Segment Start: PROVIDED DATA

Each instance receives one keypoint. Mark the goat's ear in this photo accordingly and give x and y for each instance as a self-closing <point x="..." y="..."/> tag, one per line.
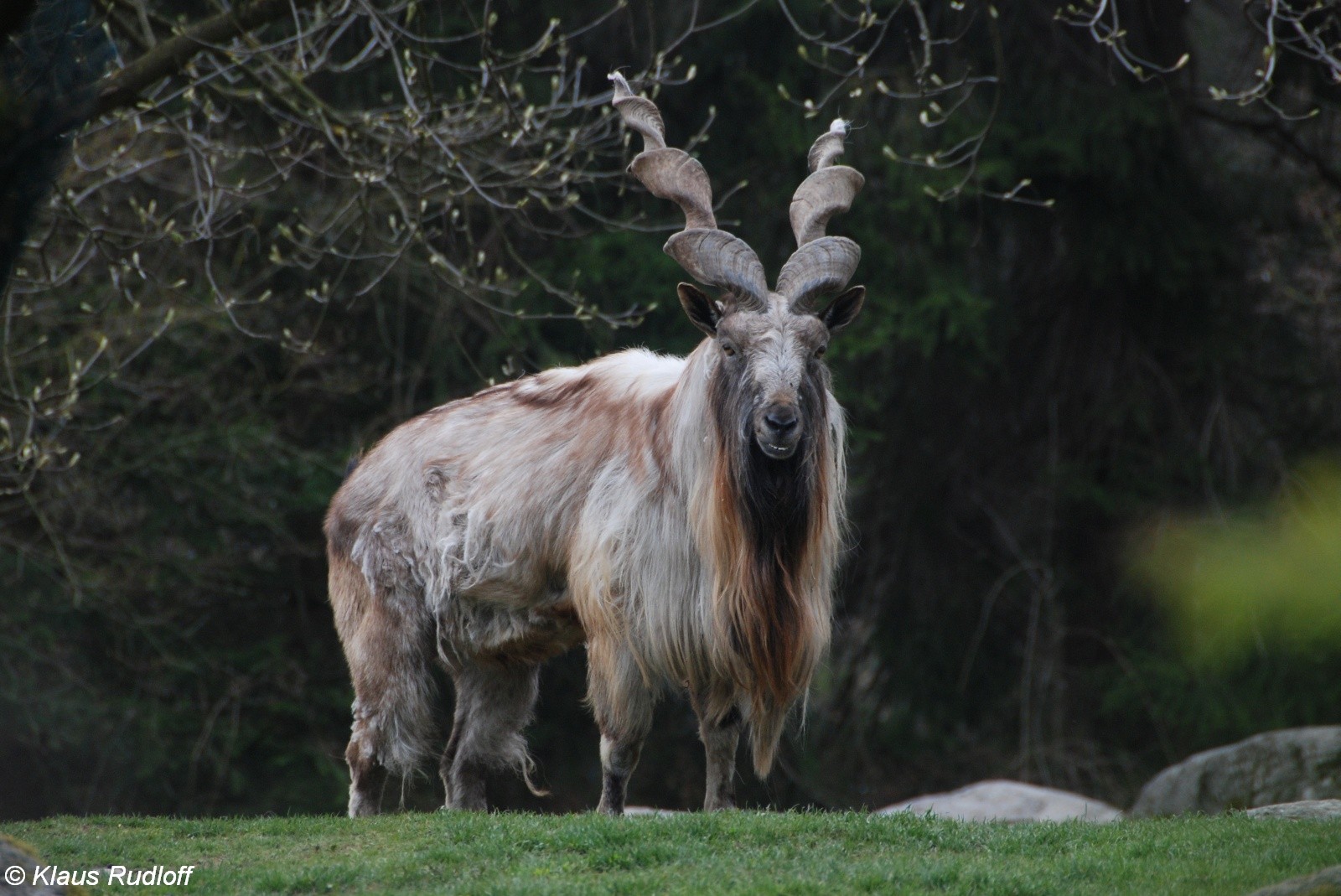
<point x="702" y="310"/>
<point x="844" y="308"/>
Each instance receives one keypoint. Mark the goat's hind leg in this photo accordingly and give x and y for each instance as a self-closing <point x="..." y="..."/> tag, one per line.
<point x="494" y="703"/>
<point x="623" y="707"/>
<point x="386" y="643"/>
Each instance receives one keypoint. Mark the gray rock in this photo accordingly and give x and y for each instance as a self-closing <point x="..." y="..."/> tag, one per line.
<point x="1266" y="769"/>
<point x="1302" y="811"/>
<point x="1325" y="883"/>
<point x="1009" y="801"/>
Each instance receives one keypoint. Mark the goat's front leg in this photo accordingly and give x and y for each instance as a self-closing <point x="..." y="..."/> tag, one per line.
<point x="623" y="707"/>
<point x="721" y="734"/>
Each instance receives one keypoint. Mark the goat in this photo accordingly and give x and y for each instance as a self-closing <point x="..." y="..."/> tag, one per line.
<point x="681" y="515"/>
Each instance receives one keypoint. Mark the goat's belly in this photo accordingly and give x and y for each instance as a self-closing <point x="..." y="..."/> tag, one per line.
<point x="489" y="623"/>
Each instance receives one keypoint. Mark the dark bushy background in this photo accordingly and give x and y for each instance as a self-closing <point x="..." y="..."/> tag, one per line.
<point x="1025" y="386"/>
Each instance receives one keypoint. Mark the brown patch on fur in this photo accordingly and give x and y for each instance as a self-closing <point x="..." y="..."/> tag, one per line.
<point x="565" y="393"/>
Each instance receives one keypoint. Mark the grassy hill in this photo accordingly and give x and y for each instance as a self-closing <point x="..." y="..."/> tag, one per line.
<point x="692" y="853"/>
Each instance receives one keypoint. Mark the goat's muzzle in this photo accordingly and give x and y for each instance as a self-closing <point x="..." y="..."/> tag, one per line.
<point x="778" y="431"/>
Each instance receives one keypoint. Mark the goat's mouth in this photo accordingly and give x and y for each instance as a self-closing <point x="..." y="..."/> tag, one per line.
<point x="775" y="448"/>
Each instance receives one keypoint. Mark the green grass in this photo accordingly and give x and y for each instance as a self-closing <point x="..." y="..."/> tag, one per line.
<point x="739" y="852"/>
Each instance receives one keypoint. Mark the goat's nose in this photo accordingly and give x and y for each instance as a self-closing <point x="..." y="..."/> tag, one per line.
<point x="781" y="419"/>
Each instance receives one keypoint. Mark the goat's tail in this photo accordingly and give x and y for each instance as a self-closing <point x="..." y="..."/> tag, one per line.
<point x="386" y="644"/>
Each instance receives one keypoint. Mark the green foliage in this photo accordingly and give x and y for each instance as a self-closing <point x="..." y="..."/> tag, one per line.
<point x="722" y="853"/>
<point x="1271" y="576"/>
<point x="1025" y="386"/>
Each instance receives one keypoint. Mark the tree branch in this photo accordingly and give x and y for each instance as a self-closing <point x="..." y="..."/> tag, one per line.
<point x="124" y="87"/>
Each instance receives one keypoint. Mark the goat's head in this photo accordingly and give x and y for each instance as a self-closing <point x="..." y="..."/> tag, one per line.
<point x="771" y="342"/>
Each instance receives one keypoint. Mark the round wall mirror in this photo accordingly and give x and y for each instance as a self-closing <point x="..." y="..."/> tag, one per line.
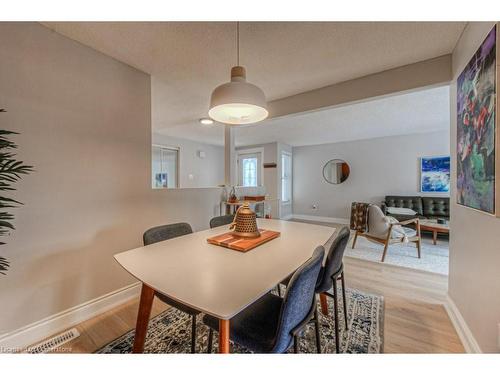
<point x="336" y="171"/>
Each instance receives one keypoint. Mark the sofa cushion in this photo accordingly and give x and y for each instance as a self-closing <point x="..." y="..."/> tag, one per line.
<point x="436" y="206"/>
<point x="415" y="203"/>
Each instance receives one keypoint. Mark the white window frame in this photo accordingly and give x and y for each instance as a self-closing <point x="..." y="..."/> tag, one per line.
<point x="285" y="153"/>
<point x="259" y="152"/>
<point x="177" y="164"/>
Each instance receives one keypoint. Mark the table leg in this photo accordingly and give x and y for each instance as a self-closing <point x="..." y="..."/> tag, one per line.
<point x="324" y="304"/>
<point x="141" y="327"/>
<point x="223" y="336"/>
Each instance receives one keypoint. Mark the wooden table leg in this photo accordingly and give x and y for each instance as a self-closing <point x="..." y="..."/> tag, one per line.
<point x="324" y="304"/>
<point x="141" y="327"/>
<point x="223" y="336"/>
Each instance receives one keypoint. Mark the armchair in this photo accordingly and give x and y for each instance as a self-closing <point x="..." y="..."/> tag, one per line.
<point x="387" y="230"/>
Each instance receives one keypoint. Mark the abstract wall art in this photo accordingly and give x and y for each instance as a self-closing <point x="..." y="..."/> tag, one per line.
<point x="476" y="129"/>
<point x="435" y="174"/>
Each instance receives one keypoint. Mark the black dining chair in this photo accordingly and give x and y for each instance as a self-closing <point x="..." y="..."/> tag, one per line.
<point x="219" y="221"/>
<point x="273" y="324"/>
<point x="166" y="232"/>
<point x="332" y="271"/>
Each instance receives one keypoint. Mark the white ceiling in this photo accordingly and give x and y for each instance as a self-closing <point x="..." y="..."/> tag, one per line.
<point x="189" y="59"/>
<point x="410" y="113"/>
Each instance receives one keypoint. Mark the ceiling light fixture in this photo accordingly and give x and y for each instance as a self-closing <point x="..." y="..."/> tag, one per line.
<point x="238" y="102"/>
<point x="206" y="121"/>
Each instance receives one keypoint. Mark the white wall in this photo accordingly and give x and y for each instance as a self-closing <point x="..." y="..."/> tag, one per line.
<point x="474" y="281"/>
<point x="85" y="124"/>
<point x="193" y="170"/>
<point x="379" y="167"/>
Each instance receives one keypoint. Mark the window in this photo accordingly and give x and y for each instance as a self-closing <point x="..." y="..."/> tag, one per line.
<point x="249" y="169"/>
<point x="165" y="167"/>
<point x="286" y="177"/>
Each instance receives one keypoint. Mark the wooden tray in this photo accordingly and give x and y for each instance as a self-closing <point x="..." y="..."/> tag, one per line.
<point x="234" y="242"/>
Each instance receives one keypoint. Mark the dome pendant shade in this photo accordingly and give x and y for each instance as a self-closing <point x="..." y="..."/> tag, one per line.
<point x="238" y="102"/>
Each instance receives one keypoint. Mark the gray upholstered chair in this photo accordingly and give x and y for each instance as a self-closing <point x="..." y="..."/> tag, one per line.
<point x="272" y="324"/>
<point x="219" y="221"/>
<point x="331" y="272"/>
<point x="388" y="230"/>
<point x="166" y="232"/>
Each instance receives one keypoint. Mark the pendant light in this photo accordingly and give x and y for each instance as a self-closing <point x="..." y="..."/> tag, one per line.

Segment End: PROVIDED DATA

** TASK STATEMENT **
Each record above goes into the copy word for word; the pictures do not.

** SOLUTION FOR THIS EXERCISE **
Each instance receives one keypoint. Mark the goat's ear in this photo accordingly and give x and y for each instance as a self-closing <point x="..." y="..."/> tag, one per line.
<point x="702" y="310"/>
<point x="844" y="308"/>
Each instance receives one keypoint. Mark the goat's hind leg in this photo accordingly and give x and y for each instance as a self-closing <point x="..." y="..."/> tag, one per line.
<point x="494" y="703"/>
<point x="623" y="707"/>
<point x="386" y="643"/>
Each instance receives one keypoint. Mark the gray rock in this photo accordingly and give x and y for each instance as a self-closing <point x="..." y="..."/> tag, one per line.
<point x="1266" y="769"/>
<point x="1302" y="811"/>
<point x="1325" y="883"/>
<point x="1009" y="801"/>
Each instance receives one keypoint. Mark the goat's front leg in this photo accordingly and give x and y for each instance as a self-closing <point x="..." y="..."/> tag, one per line.
<point x="623" y="707"/>
<point x="721" y="734"/>
Each instance receives one keypoint. Mark the goat in this photo accordingly and give x and y for each instance as a self-closing <point x="..." y="..."/> tag, one per line.
<point x="681" y="515"/>
Each instance receives one keypoint. Mark the goat's belly in this photo accordingly and give x and y for each instance as a self-closing <point x="..." y="..."/> tag, one per line.
<point x="489" y="623"/>
Each instance receives one keypoint. Mark the dark bushy background in this photo accordingly and give x and y for each instance as a self-closing <point x="..." y="..."/> tag, one per line.
<point x="1025" y="386"/>
Each instance receives one keypoint. Mark the brown patch on fur in this photo accordingly and give x and y for each instance as a self-closing <point x="..." y="..."/> tag, one per line.
<point x="565" y="393"/>
Each instance receives one keypoint. Mark the grassy hill in this photo accordingly and give x and y for each instance as a self-closing <point x="..." y="..."/> tag, one per line.
<point x="692" y="853"/>
Each instance receives one keypoint. Mark the goat's muzzle in this photo accordingly and give x and y for each instance as a self-closing <point x="..." y="..."/> tag, one per line.
<point x="778" y="431"/>
Each instance receives one keypoint. Mark the goat's mouth in this photo accordingly and give x and y for each instance as a self-closing <point x="..." y="..."/> tag, one per line.
<point x="775" y="448"/>
Each instance receives one keypoint. Mark the green grass in this photo accordingly and give x and y for each instance as a self-closing <point x="..." y="..."/> tag, one per line.
<point x="739" y="852"/>
Each instance receives one keypoint. Mark the goat's nose in this photo accordingly and give x and y for each instance as a self-closing <point x="..." y="..."/> tag, one per line.
<point x="781" y="419"/>
Each instance receives one keypoint. Mark the goat's tail in this photo accordingly and give x and y for each instance as a self-closing <point x="..." y="..."/> tag, one per line.
<point x="386" y="644"/>
Each instance receives one keypoint. Mark the green foliage in this photo accordingly and give x and y for each instance as a self-closing <point x="..." y="..."/> tag, one per line.
<point x="722" y="853"/>
<point x="1271" y="576"/>
<point x="1025" y="386"/>
Each instance receives one keypoint. Mark the tree branch in this photo accordingly and give x and y for each instance as a self-closing <point x="..." y="..."/> tag, one per line.
<point x="124" y="87"/>
Each instance receives one keypoint. Mark the goat's head in this photo accordingly and give x and y for each instance as a self-closing <point x="..." y="..."/> tag, one per line.
<point x="771" y="342"/>
Each instance receives one keypoint. Mark the round wall mirror in this photo accordingly and give x and y for each instance as a self-closing <point x="..." y="..."/> tag, one per line.
<point x="336" y="171"/>
Each instance receives one keypoint. Mark the sofa cushion in this photo accordingly and give x and y for each instance as a self-closing <point x="..." y="..."/> tag, one per line.
<point x="436" y="206"/>
<point x="415" y="203"/>
Each instance receives one keypoint. Mark the white window frame in this photo accordingly and give x and y for each instance as a self-closing <point x="..." y="..."/> tag, one per line.
<point x="285" y="153"/>
<point x="259" y="152"/>
<point x="177" y="164"/>
Each instance receives one keypoint. Mark the table leg in this photo accordingly and give x and y for each instance as a self-closing <point x="..." y="..."/> tag, one per line.
<point x="324" y="304"/>
<point x="141" y="327"/>
<point x="223" y="336"/>
Each instance receives one keypoint. Mark the wooden table leg in this photo accordingly and give x and y for each instance as a self-closing <point x="..." y="..."/> tag, one per line.
<point x="324" y="304"/>
<point x="141" y="327"/>
<point x="223" y="336"/>
Each instance receives one keypoint. Mark the armchair in this photo accordingly and give x and y for each instance as a self-closing <point x="..." y="..."/> tag, one per line.
<point x="387" y="230"/>
Each instance receives one keypoint. Mark the abstract wall art in this photo accordingly and give x and y for each instance as a self-closing <point x="..." y="..."/> tag, one per line.
<point x="476" y="129"/>
<point x="435" y="174"/>
Each instance receives one keypoint. Mark the black dining chair in this photo accordingly and give x and y for each instance as a self-closing <point x="..." y="..."/> tag, one per line.
<point x="219" y="221"/>
<point x="273" y="324"/>
<point x="166" y="232"/>
<point x="332" y="271"/>
Each instance receives one keypoint. Mark the white ceiling in this photo accordingly and give x and y for each instance as a self-closing <point x="..." y="..."/> tag, one per line.
<point x="189" y="59"/>
<point x="410" y="113"/>
Each instance receives one keypoint. Mark the ceiling light fixture in this photo accordingly and give x and y for each instance as a self-closing <point x="..." y="..."/> tag, one per line.
<point x="238" y="102"/>
<point x="206" y="121"/>
Each instance receives one keypoint. Mark the white wall in this photo accordingly and give x and y for each instance as a self-closing <point x="..." y="..."/> tag, one per line.
<point x="474" y="281"/>
<point x="85" y="124"/>
<point x="193" y="170"/>
<point x="379" y="167"/>
Each instance receives one keypoint. Mark the window in this photo accordingly and give x and y for each instance as a self-closing <point x="..." y="..."/> tag, one per line.
<point x="249" y="169"/>
<point x="165" y="167"/>
<point x="286" y="177"/>
Each instance receives one keypoint. Mark the wooden tray in this photo accordingly and give x and y for each instance as a self-closing <point x="..." y="..."/> tag, one per line.
<point x="234" y="242"/>
Each instance receives one keypoint. Mark the dome pendant shade in this photo accordingly and give x and y for each instance as a self-closing <point x="..." y="..."/> tag, one per line.
<point x="238" y="102"/>
Each instance receives one keypoint. Mark the gray upholstered chair in this photo accordingly and give x and y for each instance as a self-closing <point x="..." y="..."/> tag, one per line.
<point x="272" y="324"/>
<point x="219" y="221"/>
<point x="331" y="272"/>
<point x="388" y="230"/>
<point x="166" y="232"/>
Each instance receives one keypoint. Mark the pendant light in this photo accordingly and give x and y for each instance as a self-closing <point x="..." y="..."/> tag, one per line.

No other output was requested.